## WORK ORDER
Which lines have the string "positive"? Copy all of them from the entries below.

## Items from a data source
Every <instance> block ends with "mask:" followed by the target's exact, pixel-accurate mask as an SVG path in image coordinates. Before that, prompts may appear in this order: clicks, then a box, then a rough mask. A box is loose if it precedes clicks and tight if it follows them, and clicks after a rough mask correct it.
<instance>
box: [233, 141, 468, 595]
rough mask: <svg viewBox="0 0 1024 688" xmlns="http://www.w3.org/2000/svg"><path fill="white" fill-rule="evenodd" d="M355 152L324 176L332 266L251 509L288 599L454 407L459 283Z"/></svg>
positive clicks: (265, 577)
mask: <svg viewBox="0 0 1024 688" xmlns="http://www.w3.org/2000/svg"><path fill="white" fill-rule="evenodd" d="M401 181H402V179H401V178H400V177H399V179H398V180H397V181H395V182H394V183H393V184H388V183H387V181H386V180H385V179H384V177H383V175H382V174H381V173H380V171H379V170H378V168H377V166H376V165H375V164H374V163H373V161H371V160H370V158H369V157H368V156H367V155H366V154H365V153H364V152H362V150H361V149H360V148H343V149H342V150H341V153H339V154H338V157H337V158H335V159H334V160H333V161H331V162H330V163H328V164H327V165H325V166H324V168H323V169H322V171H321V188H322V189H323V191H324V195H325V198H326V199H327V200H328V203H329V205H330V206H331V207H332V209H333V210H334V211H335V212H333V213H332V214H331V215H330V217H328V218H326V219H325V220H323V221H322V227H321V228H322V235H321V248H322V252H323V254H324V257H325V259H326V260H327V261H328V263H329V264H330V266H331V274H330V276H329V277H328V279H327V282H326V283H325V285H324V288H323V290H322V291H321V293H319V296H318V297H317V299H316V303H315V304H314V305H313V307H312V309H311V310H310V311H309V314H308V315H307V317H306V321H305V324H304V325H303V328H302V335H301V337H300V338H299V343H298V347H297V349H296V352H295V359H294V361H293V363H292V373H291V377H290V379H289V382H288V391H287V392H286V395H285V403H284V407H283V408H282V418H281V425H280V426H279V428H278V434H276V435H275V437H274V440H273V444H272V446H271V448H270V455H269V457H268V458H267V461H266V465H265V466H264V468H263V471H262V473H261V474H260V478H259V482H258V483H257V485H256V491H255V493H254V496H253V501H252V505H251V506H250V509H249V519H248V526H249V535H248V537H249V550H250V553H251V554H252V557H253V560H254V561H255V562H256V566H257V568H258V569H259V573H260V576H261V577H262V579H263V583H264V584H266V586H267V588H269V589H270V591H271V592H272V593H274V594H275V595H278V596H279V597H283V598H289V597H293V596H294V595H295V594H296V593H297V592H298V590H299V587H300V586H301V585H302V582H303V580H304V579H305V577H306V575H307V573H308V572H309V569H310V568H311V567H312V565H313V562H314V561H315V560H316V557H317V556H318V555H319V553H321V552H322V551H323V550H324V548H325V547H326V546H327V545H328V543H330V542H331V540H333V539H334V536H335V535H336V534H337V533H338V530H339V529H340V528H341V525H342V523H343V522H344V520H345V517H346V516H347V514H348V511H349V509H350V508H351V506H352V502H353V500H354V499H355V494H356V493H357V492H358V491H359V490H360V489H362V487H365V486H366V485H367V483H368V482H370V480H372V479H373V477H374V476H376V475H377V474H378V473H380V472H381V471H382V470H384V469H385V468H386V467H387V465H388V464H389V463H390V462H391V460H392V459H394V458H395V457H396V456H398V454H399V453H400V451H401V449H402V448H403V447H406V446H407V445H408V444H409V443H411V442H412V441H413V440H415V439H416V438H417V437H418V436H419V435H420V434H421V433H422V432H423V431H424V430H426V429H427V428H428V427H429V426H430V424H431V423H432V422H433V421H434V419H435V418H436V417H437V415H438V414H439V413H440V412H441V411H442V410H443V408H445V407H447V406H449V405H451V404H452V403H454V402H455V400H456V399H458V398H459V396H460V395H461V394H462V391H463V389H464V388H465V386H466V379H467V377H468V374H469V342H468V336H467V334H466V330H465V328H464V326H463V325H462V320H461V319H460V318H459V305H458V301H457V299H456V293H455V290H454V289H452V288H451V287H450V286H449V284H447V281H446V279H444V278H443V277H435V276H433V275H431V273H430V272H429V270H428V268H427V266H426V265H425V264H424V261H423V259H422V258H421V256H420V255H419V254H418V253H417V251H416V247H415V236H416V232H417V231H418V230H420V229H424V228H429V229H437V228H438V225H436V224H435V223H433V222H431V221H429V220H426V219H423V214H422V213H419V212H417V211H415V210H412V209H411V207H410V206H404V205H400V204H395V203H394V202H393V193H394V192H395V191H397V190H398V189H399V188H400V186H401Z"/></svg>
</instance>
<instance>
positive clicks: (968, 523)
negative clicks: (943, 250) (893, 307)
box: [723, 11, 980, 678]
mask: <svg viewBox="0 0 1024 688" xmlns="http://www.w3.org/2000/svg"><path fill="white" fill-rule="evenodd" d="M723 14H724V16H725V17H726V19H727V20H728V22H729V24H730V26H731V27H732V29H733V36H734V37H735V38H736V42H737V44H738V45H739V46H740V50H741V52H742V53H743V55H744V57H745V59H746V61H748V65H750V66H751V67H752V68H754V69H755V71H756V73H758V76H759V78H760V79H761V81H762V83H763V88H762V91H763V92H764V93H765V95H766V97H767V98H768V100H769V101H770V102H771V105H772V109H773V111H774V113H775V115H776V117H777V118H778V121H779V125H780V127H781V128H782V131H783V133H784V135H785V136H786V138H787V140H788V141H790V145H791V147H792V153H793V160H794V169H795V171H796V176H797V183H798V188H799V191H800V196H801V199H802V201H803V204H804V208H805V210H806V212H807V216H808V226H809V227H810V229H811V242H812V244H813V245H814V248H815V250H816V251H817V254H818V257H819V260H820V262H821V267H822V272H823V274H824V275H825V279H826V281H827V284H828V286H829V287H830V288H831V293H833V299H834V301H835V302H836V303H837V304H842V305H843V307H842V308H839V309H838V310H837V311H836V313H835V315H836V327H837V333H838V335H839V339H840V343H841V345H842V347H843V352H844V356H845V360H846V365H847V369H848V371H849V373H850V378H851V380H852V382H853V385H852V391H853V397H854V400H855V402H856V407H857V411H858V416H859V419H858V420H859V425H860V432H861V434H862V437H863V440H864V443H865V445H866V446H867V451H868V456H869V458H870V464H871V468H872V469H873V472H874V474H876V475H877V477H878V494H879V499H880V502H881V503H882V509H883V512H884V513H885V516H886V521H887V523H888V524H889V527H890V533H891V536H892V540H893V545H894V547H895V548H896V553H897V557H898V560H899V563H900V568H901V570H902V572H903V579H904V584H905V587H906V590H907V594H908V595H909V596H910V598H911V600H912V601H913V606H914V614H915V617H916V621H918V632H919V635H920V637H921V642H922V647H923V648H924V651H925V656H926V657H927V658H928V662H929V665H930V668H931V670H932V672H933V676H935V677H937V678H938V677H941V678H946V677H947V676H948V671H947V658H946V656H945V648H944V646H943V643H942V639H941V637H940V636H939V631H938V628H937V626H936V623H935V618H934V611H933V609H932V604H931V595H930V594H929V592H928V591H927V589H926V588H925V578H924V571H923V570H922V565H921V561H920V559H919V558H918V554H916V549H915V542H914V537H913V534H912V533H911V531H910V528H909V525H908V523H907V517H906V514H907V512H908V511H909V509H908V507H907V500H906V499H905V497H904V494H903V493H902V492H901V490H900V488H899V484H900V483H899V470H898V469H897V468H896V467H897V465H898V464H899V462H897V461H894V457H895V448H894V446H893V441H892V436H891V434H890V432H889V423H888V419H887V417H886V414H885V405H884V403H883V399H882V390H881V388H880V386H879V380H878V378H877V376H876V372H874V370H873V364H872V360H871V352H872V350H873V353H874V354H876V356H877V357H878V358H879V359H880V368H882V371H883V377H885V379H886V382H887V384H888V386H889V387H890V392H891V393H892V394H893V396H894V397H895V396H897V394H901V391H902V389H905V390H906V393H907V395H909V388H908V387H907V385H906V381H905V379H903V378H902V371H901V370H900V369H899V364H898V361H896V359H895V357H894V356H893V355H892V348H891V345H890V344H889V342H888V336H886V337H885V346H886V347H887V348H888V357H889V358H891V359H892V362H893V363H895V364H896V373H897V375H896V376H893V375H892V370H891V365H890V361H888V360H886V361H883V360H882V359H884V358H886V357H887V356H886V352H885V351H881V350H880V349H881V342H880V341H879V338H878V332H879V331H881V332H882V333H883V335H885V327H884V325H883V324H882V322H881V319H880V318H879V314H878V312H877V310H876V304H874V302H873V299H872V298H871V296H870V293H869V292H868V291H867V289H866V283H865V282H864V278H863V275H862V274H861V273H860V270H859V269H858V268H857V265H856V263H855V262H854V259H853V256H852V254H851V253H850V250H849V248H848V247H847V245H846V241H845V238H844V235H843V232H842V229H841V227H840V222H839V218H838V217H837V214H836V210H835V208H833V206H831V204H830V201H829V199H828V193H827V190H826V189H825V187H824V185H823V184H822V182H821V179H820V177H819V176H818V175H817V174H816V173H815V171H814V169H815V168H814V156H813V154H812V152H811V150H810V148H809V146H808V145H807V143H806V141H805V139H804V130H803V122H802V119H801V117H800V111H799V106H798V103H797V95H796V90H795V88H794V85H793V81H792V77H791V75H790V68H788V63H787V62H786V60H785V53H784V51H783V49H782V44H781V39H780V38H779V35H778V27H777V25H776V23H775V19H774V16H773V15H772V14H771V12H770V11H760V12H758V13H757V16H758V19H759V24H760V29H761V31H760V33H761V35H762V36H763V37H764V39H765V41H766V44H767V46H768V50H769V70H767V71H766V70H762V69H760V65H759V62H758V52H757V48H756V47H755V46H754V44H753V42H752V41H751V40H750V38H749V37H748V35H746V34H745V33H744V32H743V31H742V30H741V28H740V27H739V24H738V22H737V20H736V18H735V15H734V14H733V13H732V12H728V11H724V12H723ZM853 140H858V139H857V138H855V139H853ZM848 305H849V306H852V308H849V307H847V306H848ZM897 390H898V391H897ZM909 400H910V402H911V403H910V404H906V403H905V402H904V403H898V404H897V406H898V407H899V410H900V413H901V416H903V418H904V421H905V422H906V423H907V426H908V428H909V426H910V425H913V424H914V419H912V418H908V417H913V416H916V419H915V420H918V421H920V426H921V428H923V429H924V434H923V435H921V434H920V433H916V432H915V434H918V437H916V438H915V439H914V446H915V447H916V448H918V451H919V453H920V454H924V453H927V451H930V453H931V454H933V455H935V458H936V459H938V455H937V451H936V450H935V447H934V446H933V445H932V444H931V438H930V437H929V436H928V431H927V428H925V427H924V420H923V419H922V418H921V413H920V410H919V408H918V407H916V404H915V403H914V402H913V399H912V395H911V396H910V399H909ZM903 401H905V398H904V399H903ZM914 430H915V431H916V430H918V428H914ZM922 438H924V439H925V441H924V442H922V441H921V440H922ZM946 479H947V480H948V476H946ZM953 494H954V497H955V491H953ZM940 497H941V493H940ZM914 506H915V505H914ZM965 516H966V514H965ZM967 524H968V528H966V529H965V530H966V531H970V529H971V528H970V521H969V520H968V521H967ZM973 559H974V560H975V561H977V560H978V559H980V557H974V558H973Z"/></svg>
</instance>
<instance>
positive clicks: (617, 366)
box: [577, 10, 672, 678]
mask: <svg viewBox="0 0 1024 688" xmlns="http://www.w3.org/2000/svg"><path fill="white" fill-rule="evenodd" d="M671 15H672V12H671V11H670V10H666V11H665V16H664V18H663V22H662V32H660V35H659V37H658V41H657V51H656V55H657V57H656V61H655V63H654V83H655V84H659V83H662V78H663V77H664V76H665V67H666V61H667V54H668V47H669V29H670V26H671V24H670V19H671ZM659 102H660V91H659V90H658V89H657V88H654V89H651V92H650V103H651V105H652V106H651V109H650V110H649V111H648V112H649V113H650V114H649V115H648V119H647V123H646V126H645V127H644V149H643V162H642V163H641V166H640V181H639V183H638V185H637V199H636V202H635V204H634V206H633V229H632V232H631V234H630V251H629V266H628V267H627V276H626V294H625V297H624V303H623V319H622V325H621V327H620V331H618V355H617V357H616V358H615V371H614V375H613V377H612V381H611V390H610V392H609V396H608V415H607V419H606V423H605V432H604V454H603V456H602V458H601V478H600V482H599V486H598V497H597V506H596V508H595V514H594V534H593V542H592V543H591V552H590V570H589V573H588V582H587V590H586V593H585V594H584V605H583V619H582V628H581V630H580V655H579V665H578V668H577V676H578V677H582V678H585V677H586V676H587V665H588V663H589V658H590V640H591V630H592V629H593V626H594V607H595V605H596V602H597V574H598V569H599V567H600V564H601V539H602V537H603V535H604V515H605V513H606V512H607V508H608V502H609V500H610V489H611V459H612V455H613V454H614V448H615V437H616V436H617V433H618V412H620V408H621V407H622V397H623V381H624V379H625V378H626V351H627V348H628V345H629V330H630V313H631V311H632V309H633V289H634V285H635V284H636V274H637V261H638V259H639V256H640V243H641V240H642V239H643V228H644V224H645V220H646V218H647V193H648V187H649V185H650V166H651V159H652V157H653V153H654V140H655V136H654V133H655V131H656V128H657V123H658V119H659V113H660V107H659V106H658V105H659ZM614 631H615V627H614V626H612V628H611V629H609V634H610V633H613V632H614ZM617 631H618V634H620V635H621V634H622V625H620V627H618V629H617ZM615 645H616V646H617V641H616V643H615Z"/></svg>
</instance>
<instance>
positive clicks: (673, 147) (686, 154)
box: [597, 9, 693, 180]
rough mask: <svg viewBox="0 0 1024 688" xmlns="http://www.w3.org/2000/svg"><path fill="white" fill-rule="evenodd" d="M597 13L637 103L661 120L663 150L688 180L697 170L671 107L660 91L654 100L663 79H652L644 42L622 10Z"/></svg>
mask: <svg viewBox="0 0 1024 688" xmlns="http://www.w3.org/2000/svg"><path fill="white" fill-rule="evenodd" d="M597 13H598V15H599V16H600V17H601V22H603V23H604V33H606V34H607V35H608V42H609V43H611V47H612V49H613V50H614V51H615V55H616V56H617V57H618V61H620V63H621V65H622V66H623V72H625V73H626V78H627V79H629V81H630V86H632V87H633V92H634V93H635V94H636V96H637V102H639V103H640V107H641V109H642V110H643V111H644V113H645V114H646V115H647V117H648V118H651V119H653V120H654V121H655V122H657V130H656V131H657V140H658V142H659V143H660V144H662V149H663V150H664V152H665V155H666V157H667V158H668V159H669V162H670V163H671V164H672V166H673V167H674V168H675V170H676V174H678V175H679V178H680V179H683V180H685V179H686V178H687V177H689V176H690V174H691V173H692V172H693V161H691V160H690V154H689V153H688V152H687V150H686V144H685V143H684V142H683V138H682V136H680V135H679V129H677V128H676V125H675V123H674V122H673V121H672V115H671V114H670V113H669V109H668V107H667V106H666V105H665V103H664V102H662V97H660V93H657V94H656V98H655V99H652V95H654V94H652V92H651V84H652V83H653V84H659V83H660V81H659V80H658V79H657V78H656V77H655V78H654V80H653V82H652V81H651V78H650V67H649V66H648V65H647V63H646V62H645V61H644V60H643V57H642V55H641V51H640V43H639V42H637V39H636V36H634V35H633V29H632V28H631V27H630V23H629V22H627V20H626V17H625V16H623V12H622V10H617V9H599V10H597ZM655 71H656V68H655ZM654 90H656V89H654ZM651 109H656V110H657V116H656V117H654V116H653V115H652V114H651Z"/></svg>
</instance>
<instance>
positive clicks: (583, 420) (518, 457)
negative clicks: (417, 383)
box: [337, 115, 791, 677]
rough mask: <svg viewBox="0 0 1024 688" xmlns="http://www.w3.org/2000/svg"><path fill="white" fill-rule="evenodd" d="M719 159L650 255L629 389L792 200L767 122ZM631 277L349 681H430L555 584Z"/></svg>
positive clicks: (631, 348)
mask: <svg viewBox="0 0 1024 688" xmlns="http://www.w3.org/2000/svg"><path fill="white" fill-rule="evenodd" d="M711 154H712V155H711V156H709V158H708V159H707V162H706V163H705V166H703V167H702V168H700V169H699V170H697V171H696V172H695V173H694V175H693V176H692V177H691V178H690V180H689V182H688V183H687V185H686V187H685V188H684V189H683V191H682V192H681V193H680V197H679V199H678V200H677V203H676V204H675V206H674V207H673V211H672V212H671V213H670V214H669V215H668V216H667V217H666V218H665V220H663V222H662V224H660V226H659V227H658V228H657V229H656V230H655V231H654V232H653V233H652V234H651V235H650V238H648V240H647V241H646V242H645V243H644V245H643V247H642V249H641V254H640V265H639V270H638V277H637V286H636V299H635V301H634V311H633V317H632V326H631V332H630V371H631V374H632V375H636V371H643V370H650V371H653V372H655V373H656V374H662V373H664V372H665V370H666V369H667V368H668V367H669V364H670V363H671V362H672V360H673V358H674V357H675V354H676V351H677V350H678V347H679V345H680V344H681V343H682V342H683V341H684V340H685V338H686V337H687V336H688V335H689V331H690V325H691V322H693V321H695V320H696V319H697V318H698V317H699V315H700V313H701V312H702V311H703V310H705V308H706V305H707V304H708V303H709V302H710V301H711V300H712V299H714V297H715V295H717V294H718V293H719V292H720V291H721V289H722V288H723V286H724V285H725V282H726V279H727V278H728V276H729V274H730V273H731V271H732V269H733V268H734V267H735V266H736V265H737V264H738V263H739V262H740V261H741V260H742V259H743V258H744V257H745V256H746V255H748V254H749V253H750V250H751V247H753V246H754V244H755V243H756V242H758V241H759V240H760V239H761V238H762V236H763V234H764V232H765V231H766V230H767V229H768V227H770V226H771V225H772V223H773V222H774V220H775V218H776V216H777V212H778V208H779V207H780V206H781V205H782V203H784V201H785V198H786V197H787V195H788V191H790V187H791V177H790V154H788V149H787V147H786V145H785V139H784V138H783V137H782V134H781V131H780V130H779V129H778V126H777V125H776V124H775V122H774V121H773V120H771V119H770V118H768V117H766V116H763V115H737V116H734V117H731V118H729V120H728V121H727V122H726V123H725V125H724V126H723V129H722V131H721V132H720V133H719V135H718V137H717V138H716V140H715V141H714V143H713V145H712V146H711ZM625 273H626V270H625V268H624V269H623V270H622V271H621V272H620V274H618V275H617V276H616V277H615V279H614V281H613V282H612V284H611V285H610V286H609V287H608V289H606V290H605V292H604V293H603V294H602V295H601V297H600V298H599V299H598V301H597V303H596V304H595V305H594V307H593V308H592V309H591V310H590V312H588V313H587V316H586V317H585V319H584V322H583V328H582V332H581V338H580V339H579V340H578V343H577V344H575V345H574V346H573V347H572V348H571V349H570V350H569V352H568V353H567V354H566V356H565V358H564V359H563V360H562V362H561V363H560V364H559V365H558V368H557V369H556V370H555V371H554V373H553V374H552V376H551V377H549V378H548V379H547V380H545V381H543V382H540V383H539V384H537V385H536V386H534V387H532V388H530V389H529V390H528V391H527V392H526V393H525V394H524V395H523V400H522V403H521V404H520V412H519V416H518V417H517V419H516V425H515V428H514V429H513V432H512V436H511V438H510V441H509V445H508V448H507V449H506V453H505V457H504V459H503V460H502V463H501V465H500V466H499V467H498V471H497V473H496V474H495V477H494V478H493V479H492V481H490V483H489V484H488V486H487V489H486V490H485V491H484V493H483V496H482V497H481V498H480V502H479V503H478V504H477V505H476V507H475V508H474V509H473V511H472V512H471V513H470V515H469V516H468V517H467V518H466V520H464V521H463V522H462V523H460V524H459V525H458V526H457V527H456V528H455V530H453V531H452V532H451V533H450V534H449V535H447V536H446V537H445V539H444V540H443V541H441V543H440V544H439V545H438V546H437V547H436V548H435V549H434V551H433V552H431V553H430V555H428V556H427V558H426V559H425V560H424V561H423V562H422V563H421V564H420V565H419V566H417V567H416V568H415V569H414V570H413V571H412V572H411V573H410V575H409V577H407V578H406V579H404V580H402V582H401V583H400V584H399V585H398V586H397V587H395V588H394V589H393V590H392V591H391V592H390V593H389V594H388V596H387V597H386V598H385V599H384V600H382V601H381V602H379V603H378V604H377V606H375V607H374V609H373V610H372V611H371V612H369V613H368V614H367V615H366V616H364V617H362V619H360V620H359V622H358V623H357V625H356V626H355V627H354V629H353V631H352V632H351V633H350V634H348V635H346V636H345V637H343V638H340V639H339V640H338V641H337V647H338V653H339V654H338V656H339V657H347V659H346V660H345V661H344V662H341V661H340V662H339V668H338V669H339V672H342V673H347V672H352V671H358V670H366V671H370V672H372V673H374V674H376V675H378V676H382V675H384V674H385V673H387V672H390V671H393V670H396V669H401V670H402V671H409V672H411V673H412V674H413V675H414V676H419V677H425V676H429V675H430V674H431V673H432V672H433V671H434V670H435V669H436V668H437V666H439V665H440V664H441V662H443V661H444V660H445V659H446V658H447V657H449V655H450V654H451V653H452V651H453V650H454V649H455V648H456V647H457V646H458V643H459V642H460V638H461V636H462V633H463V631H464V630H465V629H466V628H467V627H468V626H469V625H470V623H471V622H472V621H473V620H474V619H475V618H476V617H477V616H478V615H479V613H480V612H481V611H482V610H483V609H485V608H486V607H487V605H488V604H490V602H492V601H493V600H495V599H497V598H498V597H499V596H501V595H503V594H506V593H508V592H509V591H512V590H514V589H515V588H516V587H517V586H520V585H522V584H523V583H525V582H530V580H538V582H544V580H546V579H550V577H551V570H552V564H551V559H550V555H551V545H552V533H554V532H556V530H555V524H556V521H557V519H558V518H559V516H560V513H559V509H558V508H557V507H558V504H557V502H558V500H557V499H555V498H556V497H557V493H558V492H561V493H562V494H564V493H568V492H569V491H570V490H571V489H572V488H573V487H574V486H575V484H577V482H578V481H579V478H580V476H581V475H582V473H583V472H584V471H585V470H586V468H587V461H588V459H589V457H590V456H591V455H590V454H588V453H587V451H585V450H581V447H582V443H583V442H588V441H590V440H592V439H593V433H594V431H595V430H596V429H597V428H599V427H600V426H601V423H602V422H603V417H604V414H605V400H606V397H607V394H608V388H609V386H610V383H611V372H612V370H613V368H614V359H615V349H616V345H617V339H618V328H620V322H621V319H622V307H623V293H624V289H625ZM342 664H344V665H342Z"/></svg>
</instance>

## EXERCISE RESULT
positive clicks: (265, 577)
positive clicks: (968, 523)
positive clicks: (617, 366)
positive clicks: (673, 147) (686, 154)
positive clicks: (583, 420) (518, 457)
positive clicks: (631, 348)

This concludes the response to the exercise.